▸ WRITTEN TASK
Lay out every line of the entries below as a Markdown table with two columns, Row and Entry. Number the lines in order under Row, put each line under Entry, and leave out any blank lines.
--- Begin ---
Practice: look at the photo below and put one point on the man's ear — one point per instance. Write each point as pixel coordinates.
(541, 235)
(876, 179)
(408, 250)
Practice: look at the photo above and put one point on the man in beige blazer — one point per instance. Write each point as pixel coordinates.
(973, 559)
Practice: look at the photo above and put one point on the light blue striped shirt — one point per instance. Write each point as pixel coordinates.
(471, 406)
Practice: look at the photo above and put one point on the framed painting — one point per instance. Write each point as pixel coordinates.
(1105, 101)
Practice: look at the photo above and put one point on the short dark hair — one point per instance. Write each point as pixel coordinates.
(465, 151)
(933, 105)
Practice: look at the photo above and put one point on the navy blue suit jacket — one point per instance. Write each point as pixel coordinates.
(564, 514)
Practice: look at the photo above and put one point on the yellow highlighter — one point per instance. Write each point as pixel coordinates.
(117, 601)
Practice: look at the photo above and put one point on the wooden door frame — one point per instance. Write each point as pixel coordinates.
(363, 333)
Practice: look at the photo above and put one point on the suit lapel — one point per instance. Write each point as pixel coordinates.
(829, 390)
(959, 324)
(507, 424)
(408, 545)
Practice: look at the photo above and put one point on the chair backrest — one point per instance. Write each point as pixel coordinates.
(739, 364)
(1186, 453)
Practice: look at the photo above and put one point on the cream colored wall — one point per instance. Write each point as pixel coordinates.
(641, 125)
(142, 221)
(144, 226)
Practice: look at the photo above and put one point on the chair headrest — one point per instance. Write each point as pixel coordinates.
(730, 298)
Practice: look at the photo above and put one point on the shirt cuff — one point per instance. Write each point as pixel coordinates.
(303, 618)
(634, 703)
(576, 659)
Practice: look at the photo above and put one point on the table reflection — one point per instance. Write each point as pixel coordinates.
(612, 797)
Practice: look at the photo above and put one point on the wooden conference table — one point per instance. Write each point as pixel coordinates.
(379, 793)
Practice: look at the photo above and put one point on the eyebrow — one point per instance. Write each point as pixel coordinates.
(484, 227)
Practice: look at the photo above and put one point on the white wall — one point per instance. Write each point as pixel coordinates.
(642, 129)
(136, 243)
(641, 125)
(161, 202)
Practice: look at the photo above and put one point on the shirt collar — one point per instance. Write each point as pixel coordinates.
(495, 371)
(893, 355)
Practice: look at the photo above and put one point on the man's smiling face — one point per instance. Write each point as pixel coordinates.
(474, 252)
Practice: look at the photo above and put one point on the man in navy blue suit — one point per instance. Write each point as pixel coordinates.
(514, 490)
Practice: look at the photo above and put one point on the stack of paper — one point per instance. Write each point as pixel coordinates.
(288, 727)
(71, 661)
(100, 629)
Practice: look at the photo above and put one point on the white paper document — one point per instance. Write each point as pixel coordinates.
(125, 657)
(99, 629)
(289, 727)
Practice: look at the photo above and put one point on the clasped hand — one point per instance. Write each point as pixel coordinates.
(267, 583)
--- End ---
▸ EXERCISE OUTPUT
| Row | Entry |
|---|---|
| 1 | Practice: look at the photo below and put one point on the man's ear — one point per instance. Write each point as pixel coordinates. |
| 2 | (541, 235) |
| 3 | (876, 179) |
| 4 | (408, 250) |
| 5 | Practice: look at the photo above and put one point on the man in beige blazer — one point per instance. Write each point as pixel coordinates. |
| 6 | (973, 559) |
| 7 | Practice: look at the photo above and put one point on the light blue striped shirt — one point per instance. Write each point as pixel coordinates. |
| 8 | (471, 406) |
| 9 | Practice: look at the photo above and put one point on the framed painting — one point per instance. Write each point as pixel coordinates. |
| 10 | (1105, 101) |
| 11 | Practice: look at the photo above and put one point on the short dark hair — one point per instance. Write each point as pixel coordinates. |
| 12 | (465, 151) |
| 13 | (933, 105) |
| 14 | Practice: look at the photo above and put one point on the navy blue suit jacket — one point per instance. Write each point as pixel coordinates. |
| 15 | (564, 514) |
| 16 | Practice: look at the photo above and put one point on the yellow highlighter — one point per instance. Write each point as pixel coordinates. |
| 17 | (117, 601) |
| 18 | Practice: look at the photo above and put one point on the wooden door frame — one point per instance. Write each point as pixel coordinates. |
| 19 | (363, 333) |
| 20 | Practice: look at the photo above and put one point on the suit lapel — one point per instance. Write each point as pixel coordinates. |
| 21 | (829, 390) |
| 22 | (959, 324) |
| 23 | (507, 424) |
| 24 | (408, 545) |
| 25 | Practice: look at the photo above and put one point on the chair backrest — one point per instance. Write each point as pixel coordinates. |
| 26 | (739, 364) |
| 27 | (1186, 453) |
| 28 | Practice: look at the photo above and put one point on the cream colored wall — one point per instance. Write each point as pixel coordinates. |
| 29 | (641, 125) |
| 30 | (142, 221) |
| 31 | (144, 226) |
| 32 | Practice: look at the photo above and put one point on the chair headrest — one point per instance. Write each point as pixel coordinates. |
| 33 | (730, 298) |
| 34 | Practice: look at the photo above and put one point on the shirt cuff — one point per instance. Write each point as pixel coordinates. |
| 35 | (303, 618) |
| 36 | (634, 703) |
| 37 | (576, 659) |
| 38 | Practice: look at the photo above and put one point on the table reflection — one point per instance. Write each point as pixel coordinates. |
| 39 | (612, 797) |
| 40 | Practice: look at the photo above and put one point on the wooden conference table — one point per instance. Write each point as pixel coordinates. |
| 41 | (379, 793) |
| 42 | Practice: look at the photo above and put one point on the eyebrow — one point per instance. Write each point as pixel coordinates. |
| 43 | (484, 227) |
| 44 | Practice: look at the photo above and put one point on the white wall — one point per instance. Write each point as pixel coordinates. |
| 45 | (642, 129) |
| 46 | (136, 243) |
| 47 | (641, 125) |
| 48 | (161, 202) |
| 49 | Practice: look at the photo above and put one point on the shirt collar — one point per instance. Write each point as pixel coordinates. |
| 50 | (495, 371) |
| 51 | (893, 355) |
| 52 | Practice: look at the photo above and put one point on the man's smiling face — one point per instance. Write each point as pixel coordinates. |
| 53 | (474, 252) |
| 54 | Practice: look at the photo above and put one point on the man in navy blue suit — one point per instance. Write each point as pixel coordinates. |
| 55 | (514, 490) |
| 56 | Practice: look at the photo above and put one point on the stack of paper — one point per instance. Write each point as pixel coordinates. |
| 57 | (288, 727) |
| 58 | (71, 661) |
| 59 | (100, 629) |
| 60 | Practice: look at the photo above and put one point on the white paper document — one point per instance. Write each point as pixel coordinates. |
| 61 | (125, 657) |
| 62 | (99, 629) |
| 63 | (289, 727) |
| 64 | Practice: look at the photo above and put one point on the clasped hand — one point per instance. Write each point as pixel coordinates. |
| 65 | (267, 583) |